=== TRY IT ===
Print exactly the line that contains "Could you kindly tag the treadmill in" along with every line beneath it to the end of the records below, and omit pictures.
*** DATA TO EXAMINE ***
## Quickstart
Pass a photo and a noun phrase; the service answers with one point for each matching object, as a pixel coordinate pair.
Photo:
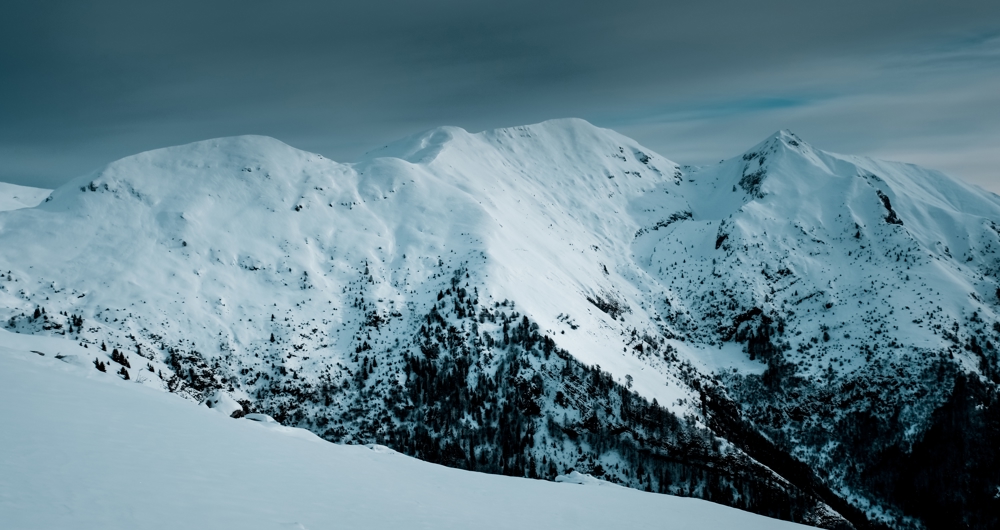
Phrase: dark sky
(84, 83)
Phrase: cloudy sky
(85, 83)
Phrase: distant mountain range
(797, 333)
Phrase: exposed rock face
(801, 334)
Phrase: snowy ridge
(451, 295)
(150, 460)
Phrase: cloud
(91, 81)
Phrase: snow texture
(83, 449)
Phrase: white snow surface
(877, 271)
(84, 449)
(14, 197)
(197, 246)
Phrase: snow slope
(83, 449)
(14, 197)
(443, 295)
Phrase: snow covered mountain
(790, 331)
(150, 460)
(14, 197)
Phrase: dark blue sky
(84, 83)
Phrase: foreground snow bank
(84, 449)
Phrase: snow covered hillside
(14, 197)
(85, 450)
(787, 332)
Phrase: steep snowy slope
(14, 197)
(781, 332)
(83, 450)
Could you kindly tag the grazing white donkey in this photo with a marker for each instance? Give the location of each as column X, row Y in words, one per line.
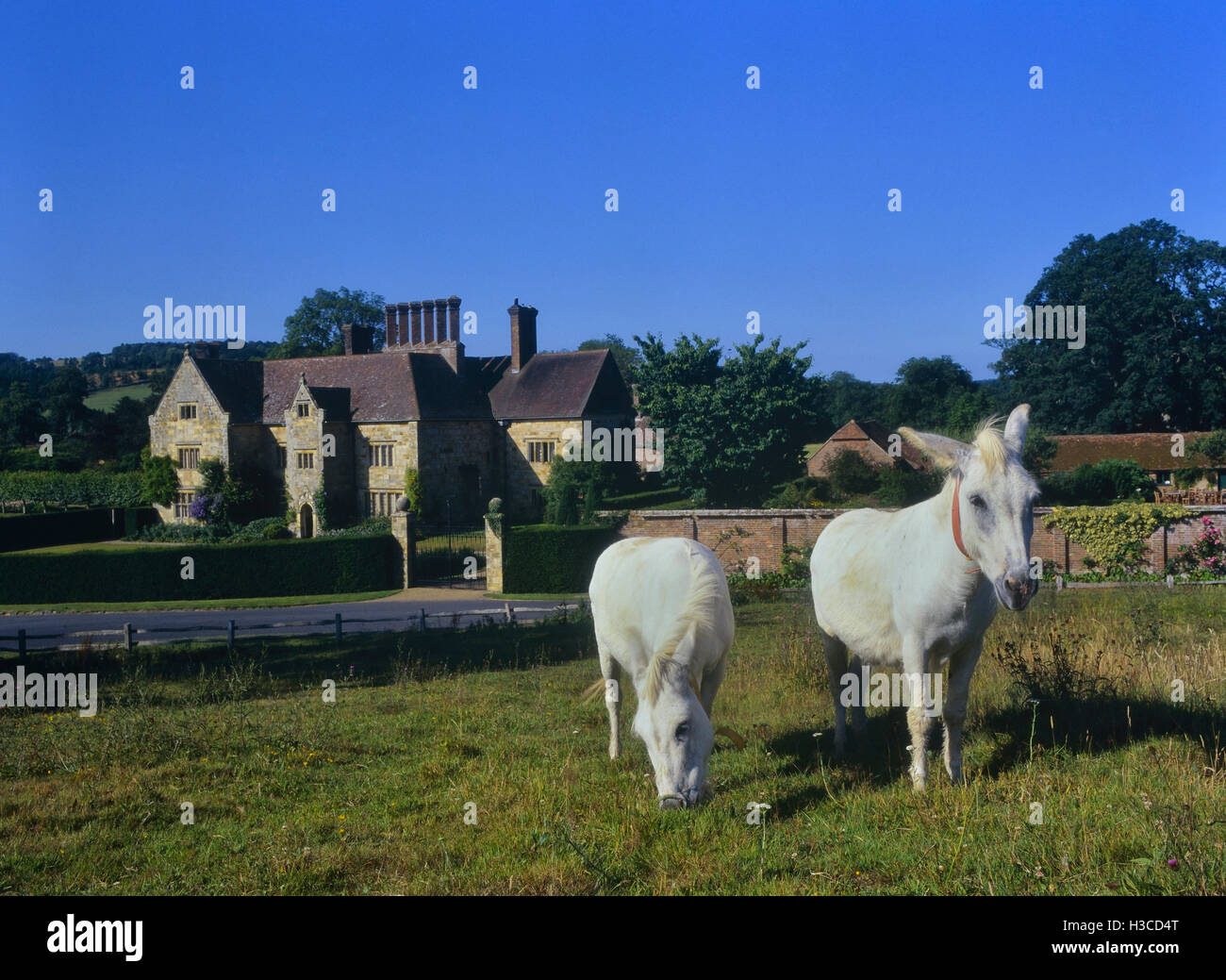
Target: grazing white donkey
column 662, row 613
column 916, row 589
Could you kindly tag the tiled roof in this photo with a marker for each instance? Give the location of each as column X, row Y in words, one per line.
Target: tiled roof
column 555, row 385
column 1151, row 449
column 400, row 385
column 857, row 432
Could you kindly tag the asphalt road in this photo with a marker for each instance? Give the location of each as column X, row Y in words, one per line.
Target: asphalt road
column 395, row 613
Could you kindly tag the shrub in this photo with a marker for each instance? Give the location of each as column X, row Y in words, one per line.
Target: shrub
column 548, row 558
column 87, row 489
column 1204, row 557
column 1115, row 536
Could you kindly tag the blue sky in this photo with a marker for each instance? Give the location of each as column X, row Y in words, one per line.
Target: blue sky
column 730, row 200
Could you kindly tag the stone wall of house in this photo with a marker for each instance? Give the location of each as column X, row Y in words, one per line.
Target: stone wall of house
column 523, row 477
column 207, row 432
column 456, row 460
column 305, row 434
column 404, row 440
column 738, row 535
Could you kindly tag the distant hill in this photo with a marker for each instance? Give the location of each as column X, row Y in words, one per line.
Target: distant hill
column 106, row 399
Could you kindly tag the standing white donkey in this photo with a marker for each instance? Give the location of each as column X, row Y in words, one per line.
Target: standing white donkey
column 916, row 589
column 662, row 613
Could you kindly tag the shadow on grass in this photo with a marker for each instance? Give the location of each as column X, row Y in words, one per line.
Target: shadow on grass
column 261, row 668
column 1095, row 725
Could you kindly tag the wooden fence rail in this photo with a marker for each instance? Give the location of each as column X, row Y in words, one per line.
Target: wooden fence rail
column 127, row 633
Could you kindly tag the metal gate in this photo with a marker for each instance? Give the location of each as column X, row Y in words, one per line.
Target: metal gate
column 452, row 555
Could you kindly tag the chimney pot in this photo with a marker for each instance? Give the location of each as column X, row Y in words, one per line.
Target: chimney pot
column 454, row 318
column 390, row 325
column 415, row 309
column 403, row 323
column 428, row 322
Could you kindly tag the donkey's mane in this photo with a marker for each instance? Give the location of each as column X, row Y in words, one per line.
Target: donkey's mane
column 697, row 615
column 989, row 440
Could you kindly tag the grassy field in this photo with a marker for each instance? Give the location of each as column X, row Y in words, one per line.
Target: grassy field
column 368, row 795
column 106, row 399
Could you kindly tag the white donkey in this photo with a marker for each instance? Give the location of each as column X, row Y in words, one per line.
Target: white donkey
column 915, row 589
column 662, row 613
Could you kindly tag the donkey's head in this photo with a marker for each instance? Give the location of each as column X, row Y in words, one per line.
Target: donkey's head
column 678, row 734
column 993, row 502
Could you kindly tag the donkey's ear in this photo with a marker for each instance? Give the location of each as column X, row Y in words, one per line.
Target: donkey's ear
column 948, row 453
column 1016, row 428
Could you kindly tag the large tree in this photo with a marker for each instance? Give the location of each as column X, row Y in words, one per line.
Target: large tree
column 732, row 431
column 1155, row 339
column 315, row 326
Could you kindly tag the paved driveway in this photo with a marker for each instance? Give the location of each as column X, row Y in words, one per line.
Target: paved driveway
column 404, row 611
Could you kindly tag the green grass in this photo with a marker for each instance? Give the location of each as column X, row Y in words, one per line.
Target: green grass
column 107, row 546
column 270, row 603
column 106, row 399
column 295, row 796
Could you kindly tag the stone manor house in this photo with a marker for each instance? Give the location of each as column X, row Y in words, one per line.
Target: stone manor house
column 473, row 427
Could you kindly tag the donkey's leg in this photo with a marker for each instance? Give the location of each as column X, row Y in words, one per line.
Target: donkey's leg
column 837, row 665
column 915, row 661
column 961, row 666
column 858, row 718
column 711, row 681
column 612, row 673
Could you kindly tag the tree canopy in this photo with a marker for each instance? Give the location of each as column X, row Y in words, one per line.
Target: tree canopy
column 314, row 327
column 1155, row 336
column 732, row 431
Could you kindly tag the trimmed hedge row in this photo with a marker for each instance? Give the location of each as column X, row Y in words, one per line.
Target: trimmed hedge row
column 548, row 558
column 70, row 526
column 89, row 487
column 266, row 568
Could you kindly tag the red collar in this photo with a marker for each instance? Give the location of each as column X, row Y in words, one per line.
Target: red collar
column 957, row 523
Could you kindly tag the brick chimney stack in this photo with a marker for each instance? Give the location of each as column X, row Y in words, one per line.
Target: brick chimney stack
column 522, row 334
column 415, row 310
column 390, row 325
column 401, row 324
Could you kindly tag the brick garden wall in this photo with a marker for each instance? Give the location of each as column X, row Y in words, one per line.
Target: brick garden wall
column 765, row 533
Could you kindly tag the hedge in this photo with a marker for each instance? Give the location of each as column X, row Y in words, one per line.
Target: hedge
column 548, row 558
column 70, row 526
column 89, row 487
column 248, row 571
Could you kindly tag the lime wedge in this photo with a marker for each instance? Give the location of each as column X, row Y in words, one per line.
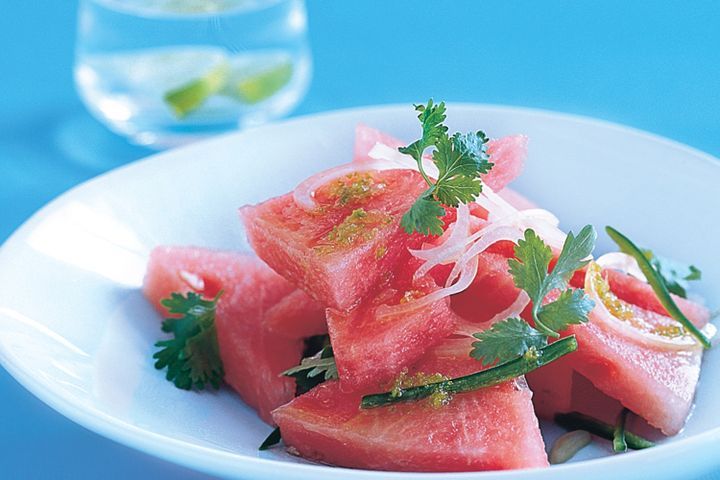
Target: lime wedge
column 262, row 85
column 189, row 97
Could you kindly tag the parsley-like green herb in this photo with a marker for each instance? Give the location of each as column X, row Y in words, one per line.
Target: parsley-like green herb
column 676, row 274
column 192, row 356
column 513, row 337
column 657, row 282
column 315, row 369
column 460, row 158
column 579, row 421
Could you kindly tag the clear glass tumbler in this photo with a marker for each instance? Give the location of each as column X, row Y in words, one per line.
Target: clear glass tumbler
column 167, row 72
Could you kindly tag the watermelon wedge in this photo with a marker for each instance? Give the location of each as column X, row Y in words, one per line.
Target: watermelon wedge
column 492, row 291
column 296, row 315
column 489, row 429
column 346, row 246
column 372, row 348
column 253, row 356
column 655, row 380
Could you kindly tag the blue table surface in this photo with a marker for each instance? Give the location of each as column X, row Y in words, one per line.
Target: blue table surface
column 654, row 65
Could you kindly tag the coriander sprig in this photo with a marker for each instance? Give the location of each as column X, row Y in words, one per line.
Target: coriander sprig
column 514, row 336
column 531, row 360
column 192, row 356
column 315, row 369
column 460, row 159
column 657, row 283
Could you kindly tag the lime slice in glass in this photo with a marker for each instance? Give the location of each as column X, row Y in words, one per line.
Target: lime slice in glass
column 262, row 84
column 190, row 96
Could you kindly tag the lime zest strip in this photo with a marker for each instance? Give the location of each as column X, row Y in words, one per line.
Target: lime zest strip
column 657, row 283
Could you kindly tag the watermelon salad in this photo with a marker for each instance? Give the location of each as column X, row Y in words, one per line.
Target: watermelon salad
column 409, row 311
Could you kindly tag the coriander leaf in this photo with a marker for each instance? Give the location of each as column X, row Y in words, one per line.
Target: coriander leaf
column 530, row 269
column 424, row 216
column 676, row 274
column 321, row 365
column 431, row 117
column 458, row 190
column 574, row 255
column 572, row 307
column 506, row 340
column 530, row 272
column 192, row 356
column 460, row 159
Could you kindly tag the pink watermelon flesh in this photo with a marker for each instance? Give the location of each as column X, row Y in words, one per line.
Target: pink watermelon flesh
column 508, row 154
column 299, row 244
column 297, row 315
column 253, row 357
column 371, row 349
column 657, row 384
column 489, row 429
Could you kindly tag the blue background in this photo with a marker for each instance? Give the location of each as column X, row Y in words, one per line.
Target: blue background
column 650, row 64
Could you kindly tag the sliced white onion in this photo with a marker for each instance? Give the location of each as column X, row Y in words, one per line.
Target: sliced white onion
column 491, row 235
column 452, row 245
column 466, row 277
column 623, row 262
column 304, row 194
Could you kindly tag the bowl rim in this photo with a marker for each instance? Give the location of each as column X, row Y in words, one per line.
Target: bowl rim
column 218, row 461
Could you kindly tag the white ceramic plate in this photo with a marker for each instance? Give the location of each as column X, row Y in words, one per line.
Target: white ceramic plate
column 76, row 331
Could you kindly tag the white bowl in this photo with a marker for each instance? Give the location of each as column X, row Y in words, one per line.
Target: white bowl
column 76, row 331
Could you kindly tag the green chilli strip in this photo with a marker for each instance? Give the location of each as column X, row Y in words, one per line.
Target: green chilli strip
column 578, row 421
column 619, row 440
column 657, row 283
column 272, row 439
column 530, row 361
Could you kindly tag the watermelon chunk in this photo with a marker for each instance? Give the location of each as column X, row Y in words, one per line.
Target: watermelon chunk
column 340, row 251
column 371, row 349
column 492, row 291
column 296, row 315
column 253, row 356
column 489, row 429
column 656, row 383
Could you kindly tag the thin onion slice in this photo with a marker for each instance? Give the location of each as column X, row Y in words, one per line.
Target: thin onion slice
column 622, row 262
column 514, row 310
column 451, row 247
column 466, row 277
column 492, row 234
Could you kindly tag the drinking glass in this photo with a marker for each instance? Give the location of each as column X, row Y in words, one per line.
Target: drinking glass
column 167, row 72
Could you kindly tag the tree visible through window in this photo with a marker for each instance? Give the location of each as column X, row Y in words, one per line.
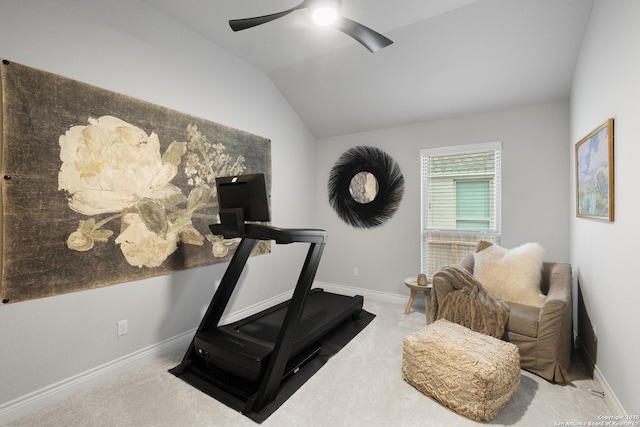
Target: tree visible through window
column 460, row 202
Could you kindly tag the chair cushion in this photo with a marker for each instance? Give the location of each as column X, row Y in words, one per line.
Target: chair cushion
column 511, row 274
column 523, row 319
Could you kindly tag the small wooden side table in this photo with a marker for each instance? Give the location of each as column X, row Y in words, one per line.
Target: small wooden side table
column 412, row 284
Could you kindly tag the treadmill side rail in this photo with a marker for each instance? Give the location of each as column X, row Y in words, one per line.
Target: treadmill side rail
column 251, row 392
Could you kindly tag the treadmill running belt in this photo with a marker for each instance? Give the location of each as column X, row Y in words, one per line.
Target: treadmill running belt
column 243, row 348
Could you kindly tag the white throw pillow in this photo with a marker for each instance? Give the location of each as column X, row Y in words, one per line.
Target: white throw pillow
column 511, row 274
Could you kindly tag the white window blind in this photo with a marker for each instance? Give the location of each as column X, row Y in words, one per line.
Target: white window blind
column 460, row 202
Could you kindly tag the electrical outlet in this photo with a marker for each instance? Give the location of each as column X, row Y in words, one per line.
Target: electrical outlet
column 123, row 327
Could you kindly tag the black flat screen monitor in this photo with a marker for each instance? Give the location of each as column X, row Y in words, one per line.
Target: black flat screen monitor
column 243, row 198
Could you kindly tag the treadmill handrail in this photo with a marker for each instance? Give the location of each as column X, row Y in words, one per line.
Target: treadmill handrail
column 269, row 232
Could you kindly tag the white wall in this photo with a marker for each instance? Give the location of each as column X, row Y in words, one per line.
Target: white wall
column 534, row 206
column 607, row 84
column 126, row 47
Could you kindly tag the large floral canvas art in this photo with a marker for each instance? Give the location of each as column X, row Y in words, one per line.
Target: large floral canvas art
column 100, row 188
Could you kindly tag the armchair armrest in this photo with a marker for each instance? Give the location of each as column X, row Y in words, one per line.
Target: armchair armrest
column 441, row 287
column 555, row 324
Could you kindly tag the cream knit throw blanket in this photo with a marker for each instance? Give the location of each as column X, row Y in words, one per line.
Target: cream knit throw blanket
column 470, row 304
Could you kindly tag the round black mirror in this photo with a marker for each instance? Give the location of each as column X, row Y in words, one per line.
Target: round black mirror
column 365, row 187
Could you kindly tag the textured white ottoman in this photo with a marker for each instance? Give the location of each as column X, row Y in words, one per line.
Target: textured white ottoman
column 473, row 374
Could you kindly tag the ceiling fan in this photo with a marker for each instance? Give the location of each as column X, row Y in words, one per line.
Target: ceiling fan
column 323, row 12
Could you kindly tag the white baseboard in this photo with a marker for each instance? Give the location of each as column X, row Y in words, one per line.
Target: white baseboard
column 54, row 393
column 610, row 397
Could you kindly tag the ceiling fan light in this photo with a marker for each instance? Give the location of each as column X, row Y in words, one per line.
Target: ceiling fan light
column 324, row 15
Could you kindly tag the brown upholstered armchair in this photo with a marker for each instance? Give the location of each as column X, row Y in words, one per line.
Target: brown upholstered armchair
column 543, row 336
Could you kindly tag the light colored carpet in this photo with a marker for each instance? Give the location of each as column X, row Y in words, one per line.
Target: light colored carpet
column 360, row 386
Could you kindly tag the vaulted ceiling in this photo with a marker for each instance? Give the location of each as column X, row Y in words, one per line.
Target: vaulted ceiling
column 449, row 57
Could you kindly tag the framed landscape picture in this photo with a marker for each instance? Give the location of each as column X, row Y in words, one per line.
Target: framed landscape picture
column 594, row 174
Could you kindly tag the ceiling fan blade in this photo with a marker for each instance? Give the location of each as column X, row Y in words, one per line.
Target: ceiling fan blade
column 366, row 36
column 243, row 24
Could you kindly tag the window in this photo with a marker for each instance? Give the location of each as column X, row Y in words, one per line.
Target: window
column 460, row 202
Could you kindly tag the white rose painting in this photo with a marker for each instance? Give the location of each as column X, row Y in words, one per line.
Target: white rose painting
column 115, row 189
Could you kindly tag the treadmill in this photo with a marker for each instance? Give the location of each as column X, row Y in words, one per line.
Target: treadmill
column 248, row 364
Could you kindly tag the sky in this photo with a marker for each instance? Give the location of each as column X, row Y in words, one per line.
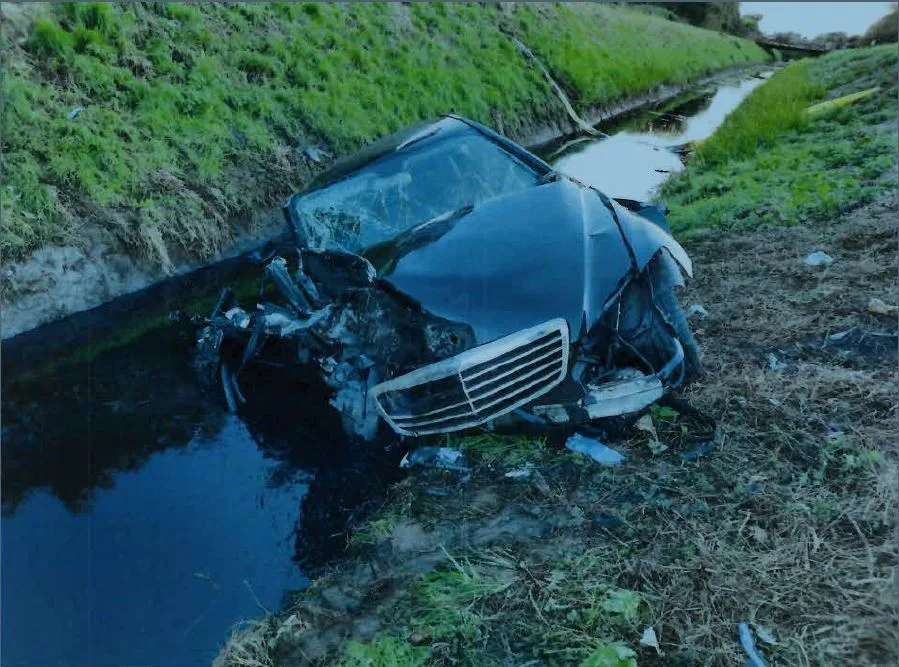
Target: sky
column 814, row 18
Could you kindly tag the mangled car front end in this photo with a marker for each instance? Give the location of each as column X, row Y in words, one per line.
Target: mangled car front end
column 536, row 298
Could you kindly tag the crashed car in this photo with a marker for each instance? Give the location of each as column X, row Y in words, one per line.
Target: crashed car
*** End of DATA TO EXAMINE ***
=== WRITTEN RESPONSE ===
Could you kindly tag the treadmill in this photo with a marker for each instance? Give the location of each as column X, row Y in words, one per line.
Target: treadmill
column 248, row 364
Could you kindly tag the sky in this photo with a marker for each instance? Give the location of each as column X, row Y in words, one per line.
Target: sky
column 814, row 18
Could you kindly tag the mangled car front end in this photo with a marker for each instance? Give the location of each as column X, row Y in words, one per line.
Target: mangled car front end
column 536, row 298
Could you kindly tag the crashed car in this photo with a marker for each instance? Give the location of each as column X, row Y in words, one per line.
Target: crashed car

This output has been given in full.